(Stored data entries)
#####

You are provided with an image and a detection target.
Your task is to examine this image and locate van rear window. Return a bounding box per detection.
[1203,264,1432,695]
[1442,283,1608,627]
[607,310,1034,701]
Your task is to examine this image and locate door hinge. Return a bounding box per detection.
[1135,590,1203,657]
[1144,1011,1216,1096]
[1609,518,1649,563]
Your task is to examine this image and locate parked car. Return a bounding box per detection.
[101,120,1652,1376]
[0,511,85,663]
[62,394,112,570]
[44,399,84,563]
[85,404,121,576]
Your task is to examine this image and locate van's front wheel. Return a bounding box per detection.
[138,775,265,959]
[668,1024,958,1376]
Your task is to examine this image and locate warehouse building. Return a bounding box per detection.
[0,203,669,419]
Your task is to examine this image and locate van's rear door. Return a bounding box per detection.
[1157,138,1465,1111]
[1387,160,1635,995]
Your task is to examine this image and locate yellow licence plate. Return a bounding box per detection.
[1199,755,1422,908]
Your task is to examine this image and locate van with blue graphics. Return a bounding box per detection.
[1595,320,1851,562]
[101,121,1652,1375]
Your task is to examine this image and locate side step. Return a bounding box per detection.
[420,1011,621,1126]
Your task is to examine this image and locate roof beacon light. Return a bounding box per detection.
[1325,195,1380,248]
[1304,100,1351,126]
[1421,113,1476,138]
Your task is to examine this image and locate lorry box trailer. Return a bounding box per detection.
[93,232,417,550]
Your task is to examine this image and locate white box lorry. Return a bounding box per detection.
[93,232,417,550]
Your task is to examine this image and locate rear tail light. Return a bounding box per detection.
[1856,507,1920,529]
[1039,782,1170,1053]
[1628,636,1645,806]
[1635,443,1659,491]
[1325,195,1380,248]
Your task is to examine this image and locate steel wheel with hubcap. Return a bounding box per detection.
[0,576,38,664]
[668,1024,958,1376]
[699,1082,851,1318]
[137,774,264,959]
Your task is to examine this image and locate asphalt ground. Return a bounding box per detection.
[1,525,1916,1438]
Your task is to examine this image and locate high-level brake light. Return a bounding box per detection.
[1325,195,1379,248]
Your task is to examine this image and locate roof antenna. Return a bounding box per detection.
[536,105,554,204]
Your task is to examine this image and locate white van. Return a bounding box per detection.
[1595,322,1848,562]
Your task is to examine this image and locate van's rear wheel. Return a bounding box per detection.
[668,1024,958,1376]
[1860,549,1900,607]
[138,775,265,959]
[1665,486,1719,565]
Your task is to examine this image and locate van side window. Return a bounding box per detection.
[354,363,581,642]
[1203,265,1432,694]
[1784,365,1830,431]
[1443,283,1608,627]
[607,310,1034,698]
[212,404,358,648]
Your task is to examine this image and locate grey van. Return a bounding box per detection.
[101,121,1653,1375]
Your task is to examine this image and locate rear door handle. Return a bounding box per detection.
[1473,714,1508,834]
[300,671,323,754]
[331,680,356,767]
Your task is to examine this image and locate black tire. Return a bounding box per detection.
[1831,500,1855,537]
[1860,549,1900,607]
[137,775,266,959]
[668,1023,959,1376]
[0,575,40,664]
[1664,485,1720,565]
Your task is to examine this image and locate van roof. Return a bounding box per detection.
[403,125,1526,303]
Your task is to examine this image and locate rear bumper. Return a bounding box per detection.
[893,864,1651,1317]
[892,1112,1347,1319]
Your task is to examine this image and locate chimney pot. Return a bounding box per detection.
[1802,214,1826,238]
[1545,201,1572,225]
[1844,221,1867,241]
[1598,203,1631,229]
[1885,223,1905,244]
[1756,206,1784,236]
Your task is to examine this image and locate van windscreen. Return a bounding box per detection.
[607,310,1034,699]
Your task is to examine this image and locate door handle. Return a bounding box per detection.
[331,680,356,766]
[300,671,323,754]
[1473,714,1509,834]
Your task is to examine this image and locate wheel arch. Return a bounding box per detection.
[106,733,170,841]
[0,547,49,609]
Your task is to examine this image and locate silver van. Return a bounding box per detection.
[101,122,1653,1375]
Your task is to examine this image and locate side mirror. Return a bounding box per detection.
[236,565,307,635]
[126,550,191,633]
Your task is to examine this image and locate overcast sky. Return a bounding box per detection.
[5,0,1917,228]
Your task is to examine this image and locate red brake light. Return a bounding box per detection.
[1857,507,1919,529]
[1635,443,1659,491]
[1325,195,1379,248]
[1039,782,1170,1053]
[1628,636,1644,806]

#####

Problem description ->
The answer should be all the entries, restated with no word changed.

Exercise output ->
You are provided with an image and a detection target.
Your task is to examine this image and locate van rear window. Return a bounding box per detection.
[1203,264,1432,695]
[1442,283,1608,627]
[607,310,1034,701]
Your task is to examine this image and locate door hinge. Return a bounding box per detection.
[1135,590,1203,657]
[1144,1011,1216,1096]
[1609,518,1649,563]
Your task is to examine this image and locate parked car. Return a bounding box per detection.
[101,120,1652,1376]
[0,511,85,663]
[62,394,112,570]
[44,399,84,563]
[85,404,121,576]
Your task is to examine this image and locate van's front wheel. Return a bounding box per detection.
[138,775,265,959]
[668,1024,958,1376]
Your task is to examine this image and locate warehouse building. Return a bounding box per detection.
[0,203,669,419]
Your task is to examine this image and locate van's rear door. Return a bounding box per detection.
[1157,138,1465,1111]
[1387,160,1635,995]
Your task is to examine this image and locate yellow licence plate. Return a bounding box per detection.
[1199,755,1422,908]
Your task is to examine this image and locate van with blue graphics. Return a bounding box per detection.
[1595,320,1851,562]
[101,121,1652,1375]
Your task is to examine this image and locate side step. Return a bounding box per detection.
[420,1011,621,1126]
Your task is to examine this image and locate roof beacon light. Return a bounding box per detection.
[1325,195,1380,248]
[1304,100,1351,126]
[1421,113,1476,138]
Your task is to examine this image and locate lorry box trailer. Return a bounding box per detection.
[93,232,417,550]
Your task is to examine this image and locate white box lorry. Return a bounding box per detection.
[93,232,417,550]
Your task is to examine this image and locate rear tail light. Return a bounding box per detection.
[1856,507,1920,529]
[1039,782,1170,1053]
[1628,636,1645,806]
[1635,443,1659,491]
[1325,195,1380,248]
Your task is to examine this image and locate steel wheel with hubcap. Return a bounding box per detection.
[0,576,38,664]
[668,1024,958,1376]
[699,1082,851,1318]
[137,774,264,959]
Your task is to examine this image and locate asphalt ground. Return a bounding box per detection.
[1,525,1916,1438]
Your task is to examine this image and locate high-level brake light. Return a bounding box per detection.
[1325,195,1379,248]
Your task is to examine this image and locate roof antenna. Return a bounding box per detection.
[536,105,554,204]
Your task is to examine this image and locate white van. Return a bounding box per detection.
[1595,322,1848,562]
Your task is to examine this image and locate van's rear wheel. Return a bounding box per detection.
[668,1024,958,1376]
[1860,549,1900,607]
[138,775,265,959]
[1665,486,1719,565]
Your task is to examine this image and locate van side window. Return a bounding box per detection.
[354,363,581,642]
[1203,265,1432,694]
[1784,365,1830,431]
[1443,283,1608,627]
[607,310,1034,698]
[212,404,358,648]
Your task is to examine this image and locate grey van. Return a bounding box per detection.
[101,121,1653,1375]
Your task is to examine this image and locate rear door handle. Return a bounding box per detection.
[1473,714,1508,834]
[300,671,323,754]
[331,680,356,767]
Your task is to examine this image and locate black tire. Return a bounding box per detection.
[1831,500,1855,537]
[1860,549,1900,607]
[137,775,266,959]
[668,1023,959,1376]
[0,575,40,664]
[1664,485,1720,565]
Your task is to examine this image and locate van roof. Return a bounding box per detection.
[403,125,1526,303]
Your task is to examine this image and locate rear bumper. Return a bounding box per detection.
[893,864,1651,1317]
[892,1112,1347,1319]
Your task is to examine this image and locate chimney pot. Return a bounding box per detection.
[1802,214,1826,238]
[1545,201,1572,225]
[1844,221,1867,241]
[1598,203,1631,229]
[1885,223,1905,244]
[1756,206,1784,236]
Your task is to examine this image and locate van windscreen. Return a bounding box per detection.
[607,310,1034,699]
Your task is to examine this image and locate door handle. Return a bounding box per detection.
[331,680,356,766]
[300,671,323,754]
[1473,714,1509,834]
Your task is to examine this image and locate wheel arch. Return a bounding box per detection.
[106,733,170,841]
[0,547,49,609]
Your task is to examine this image and locate silver van. Return a bounding box per detection.
[101,122,1653,1375]
Your task is to examine this image and locate side mirror. Return a bounding box per detection.
[236,565,307,635]
[126,550,191,633]
Your task is to examine this image and locate overcast sky. Return a bounding box per detection.
[5,0,1917,228]
Your task is to examine this image and locate red brake light. Return a bounding box per detection.
[1857,507,1919,529]
[1635,443,1659,491]
[1325,195,1379,248]
[1039,782,1170,1053]
[1628,636,1644,806]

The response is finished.